§ ARTICLE:

-*-

How do you solve #5+(sqrt(x+2))=8+(sqrt(x-7))#?

1 Answer
Jul 6, 2016

#x=7.#

Explanation:

#5+sqrt(x+2)=8+sqrt(x-7)#
#:.sqrt(x+2)-sqrt(x-7)=3#
#:.{sqrt(x+2)-sqrt(x-7)}^2=3^2#
#:.x+2-2*sqrt(x+2)*sqrt(x-7)+x-7=9#
#:.2x-14=2*sqrt(x+2)*sqrt(x-7)#
#:.x-7=sqrt(x+2)*sqrt(x-7)..........................(I)#
#:.(sqrt(x-7))^2=sqrt(x+2)*sqrt(x-7).................(II)#

And, here is a Word of Caution : We can not cancel out (x-7) directly from both sides without checking whether (x-7)=0.

The reason behind this is, in case, #(x-7)=0,# cancelling it directly from both sides means that we are dividing both sides by 0, which is not possible!

Accordingly, we have to consider two cases :#(1): (x-7)=0#, & #:(2): (x-7)!=0.#

#Case :(1): (x-7)=0.#

In this case, we see that #(II)# is satisfied, and hence, #x=7# is a soln.

-*-

§ PROVIDED MATERIAL:
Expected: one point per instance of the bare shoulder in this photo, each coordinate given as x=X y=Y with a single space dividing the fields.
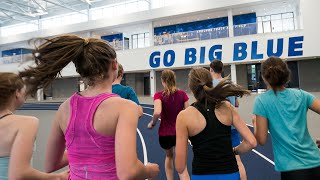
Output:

-*-

§ AIM:
Please write out the part of the radical equation solution above, starting with "#5+sqrt(x+2)=8+sqrt(x-7)#" and going on through "is not possible!", word for word.

§ RESULT:
#5+sqrt(x+2)=8+sqrt(x-7)#
#:.sqrt(x+2)-sqrt(x-7)=3#
#:.{sqrt(x+2)-sqrt(x-7)}^2=3^2#
#:.x+2-2*sqrt(x+2)*sqrt(x-7)+x-7=9#
#:.2x-14=2*sqrt(x+2)*sqrt(x-7)#
#:.x-7=sqrt(x+2)*sqrt(x-7)..........................(I)#
#:.(sqrt(x-7))^2=sqrt(x+2)*sqrt(x-7).................(II)#

And, here is a Word of Caution : We can not cancel out (x-7) directly from both sides without checking whether (x-7)=0.

The reason behind this is, in case, #(x-7)=0,# cancelling it directly from both sides means that we are dividing both sides by 0, which is not possible!